--- TASK STATEMENT ---
Output every line from the beginning of the records through the line that contains "Report the position of every instance of the sculpture arm", exactly as it appears.

--- MATERIAL PROVIDED ---
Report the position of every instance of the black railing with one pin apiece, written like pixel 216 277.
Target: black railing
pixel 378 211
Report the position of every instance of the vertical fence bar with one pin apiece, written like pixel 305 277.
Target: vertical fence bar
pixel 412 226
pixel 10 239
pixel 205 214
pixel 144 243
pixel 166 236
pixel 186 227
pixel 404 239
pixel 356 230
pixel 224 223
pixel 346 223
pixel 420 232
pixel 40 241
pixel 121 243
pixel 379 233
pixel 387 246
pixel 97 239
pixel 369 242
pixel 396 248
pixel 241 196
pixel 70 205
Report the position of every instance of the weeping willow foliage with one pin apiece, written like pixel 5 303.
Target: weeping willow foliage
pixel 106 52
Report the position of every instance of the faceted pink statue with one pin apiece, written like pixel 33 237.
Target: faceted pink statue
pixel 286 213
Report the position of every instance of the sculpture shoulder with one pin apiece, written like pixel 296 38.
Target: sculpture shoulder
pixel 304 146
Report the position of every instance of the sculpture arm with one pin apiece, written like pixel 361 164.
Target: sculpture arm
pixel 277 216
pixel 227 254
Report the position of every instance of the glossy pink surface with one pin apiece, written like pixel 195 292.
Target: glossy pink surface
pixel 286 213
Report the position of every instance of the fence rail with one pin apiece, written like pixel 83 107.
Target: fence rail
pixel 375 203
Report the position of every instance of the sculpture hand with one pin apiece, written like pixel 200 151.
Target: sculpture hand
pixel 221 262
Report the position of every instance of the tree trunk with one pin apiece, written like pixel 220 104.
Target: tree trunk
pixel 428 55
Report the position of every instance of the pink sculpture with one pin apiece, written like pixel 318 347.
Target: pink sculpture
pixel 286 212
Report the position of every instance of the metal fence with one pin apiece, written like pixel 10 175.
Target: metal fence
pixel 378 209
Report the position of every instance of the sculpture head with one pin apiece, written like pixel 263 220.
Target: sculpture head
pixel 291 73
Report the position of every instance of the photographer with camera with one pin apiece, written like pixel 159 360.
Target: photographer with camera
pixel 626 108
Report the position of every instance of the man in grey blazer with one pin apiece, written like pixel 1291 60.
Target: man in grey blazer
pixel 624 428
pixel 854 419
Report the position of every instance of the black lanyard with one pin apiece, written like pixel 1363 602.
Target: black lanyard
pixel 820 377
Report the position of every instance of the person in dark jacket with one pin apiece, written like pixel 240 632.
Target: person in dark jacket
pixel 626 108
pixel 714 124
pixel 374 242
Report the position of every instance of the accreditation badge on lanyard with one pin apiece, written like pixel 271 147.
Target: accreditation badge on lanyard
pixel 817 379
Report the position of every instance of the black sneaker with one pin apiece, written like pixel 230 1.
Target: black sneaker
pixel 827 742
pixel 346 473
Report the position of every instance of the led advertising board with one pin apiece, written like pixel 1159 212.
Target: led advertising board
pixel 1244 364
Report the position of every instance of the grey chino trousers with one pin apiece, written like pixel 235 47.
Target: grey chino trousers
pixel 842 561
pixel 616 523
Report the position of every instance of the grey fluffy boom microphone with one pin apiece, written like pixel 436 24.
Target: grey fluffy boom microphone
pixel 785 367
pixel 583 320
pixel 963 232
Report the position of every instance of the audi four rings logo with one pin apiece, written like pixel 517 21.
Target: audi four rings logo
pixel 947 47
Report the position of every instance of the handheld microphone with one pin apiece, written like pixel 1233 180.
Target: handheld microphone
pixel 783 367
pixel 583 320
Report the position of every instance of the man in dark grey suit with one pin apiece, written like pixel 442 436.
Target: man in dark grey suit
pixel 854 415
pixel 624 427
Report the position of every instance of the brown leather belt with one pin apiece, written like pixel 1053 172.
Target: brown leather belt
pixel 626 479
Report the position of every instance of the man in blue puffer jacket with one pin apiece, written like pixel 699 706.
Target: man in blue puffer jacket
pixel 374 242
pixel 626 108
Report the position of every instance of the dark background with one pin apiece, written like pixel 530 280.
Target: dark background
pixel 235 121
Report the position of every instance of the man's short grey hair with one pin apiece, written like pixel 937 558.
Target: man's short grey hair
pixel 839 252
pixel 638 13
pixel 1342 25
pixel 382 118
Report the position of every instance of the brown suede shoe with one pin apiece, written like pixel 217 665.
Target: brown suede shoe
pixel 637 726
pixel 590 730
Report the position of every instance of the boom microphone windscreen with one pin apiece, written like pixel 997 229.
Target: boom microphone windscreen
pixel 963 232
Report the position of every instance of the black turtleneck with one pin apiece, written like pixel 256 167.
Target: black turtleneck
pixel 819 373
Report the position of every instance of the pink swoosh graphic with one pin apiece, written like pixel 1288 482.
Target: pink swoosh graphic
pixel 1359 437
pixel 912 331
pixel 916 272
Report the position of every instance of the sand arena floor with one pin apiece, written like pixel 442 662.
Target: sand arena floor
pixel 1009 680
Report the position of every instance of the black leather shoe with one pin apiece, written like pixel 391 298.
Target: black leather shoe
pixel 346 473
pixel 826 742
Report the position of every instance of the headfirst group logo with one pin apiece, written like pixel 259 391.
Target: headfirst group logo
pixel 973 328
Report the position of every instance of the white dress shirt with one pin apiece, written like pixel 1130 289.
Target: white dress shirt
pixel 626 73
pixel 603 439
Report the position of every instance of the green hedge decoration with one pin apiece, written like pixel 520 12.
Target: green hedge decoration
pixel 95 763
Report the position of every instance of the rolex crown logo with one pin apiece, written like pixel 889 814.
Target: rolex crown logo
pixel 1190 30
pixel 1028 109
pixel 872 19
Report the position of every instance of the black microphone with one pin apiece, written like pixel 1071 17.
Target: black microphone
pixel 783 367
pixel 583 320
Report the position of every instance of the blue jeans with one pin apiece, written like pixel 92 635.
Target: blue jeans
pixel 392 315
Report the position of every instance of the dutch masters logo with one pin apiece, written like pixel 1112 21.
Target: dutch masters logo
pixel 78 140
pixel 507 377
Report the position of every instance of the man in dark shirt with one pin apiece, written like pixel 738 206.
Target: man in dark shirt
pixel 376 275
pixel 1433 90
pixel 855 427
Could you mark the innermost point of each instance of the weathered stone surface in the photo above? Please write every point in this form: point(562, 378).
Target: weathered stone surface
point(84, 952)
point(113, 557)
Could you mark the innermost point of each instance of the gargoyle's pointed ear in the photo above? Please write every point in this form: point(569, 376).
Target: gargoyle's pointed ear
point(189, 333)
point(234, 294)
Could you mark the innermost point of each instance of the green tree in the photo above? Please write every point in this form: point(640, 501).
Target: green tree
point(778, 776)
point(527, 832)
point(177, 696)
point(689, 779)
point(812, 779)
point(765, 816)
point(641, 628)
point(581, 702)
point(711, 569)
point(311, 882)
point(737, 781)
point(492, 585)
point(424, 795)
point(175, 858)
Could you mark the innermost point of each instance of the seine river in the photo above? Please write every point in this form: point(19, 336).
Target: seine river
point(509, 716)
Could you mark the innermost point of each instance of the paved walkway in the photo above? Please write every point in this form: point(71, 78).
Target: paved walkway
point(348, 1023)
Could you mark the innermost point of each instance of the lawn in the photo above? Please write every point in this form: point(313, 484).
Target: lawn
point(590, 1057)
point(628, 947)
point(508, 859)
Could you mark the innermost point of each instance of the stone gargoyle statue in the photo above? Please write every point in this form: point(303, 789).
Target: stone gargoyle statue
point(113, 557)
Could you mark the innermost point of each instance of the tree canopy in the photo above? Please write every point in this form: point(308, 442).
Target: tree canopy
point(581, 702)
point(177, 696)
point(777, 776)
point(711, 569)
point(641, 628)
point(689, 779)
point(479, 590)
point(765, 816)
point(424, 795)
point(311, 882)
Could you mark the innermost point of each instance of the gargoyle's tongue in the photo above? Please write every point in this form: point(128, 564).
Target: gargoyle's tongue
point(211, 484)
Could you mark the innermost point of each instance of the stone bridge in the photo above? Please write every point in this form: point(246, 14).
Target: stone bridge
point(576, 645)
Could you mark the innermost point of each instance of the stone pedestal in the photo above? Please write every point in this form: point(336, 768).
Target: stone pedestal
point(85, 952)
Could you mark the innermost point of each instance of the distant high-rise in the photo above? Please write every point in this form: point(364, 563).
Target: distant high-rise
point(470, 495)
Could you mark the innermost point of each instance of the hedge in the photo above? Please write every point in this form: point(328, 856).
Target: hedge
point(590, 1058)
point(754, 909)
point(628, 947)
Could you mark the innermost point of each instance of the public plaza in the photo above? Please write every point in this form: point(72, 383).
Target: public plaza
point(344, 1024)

--- RESULT OF THE TASK ---
Report the position of every instance of the black railing with one pin apiece, written like pixel 216 277.
Target: black railing
pixel 378 211
Report the position of every instance of the vertical fence bar with one pin apiece, written like pixel 305 277.
Target: vertical fence bar
pixel 412 226
pixel 10 239
pixel 205 214
pixel 144 243
pixel 166 236
pixel 186 227
pixel 404 239
pixel 356 230
pixel 224 223
pixel 346 223
pixel 420 232
pixel 40 241
pixel 121 243
pixel 379 233
pixel 387 246
pixel 97 239
pixel 369 242
pixel 396 248
pixel 241 196
pixel 70 205
Report the position of every instance of the weeping willow foliage with one pin apiece, written like pixel 5 303.
Target: weeping willow foliage
pixel 106 52
Report the position of every instance of the faceted pink statue with one pin apiece, written like pixel 33 237.
Target: faceted pink statue
pixel 286 213
Report the position of every instance of the sculpture shoulder with one pin apiece, written like pixel 296 38.
Target: sculpture shoulder
pixel 304 146
Report the position of every instance of the sculpture arm with one pin apiece, written like pixel 361 164.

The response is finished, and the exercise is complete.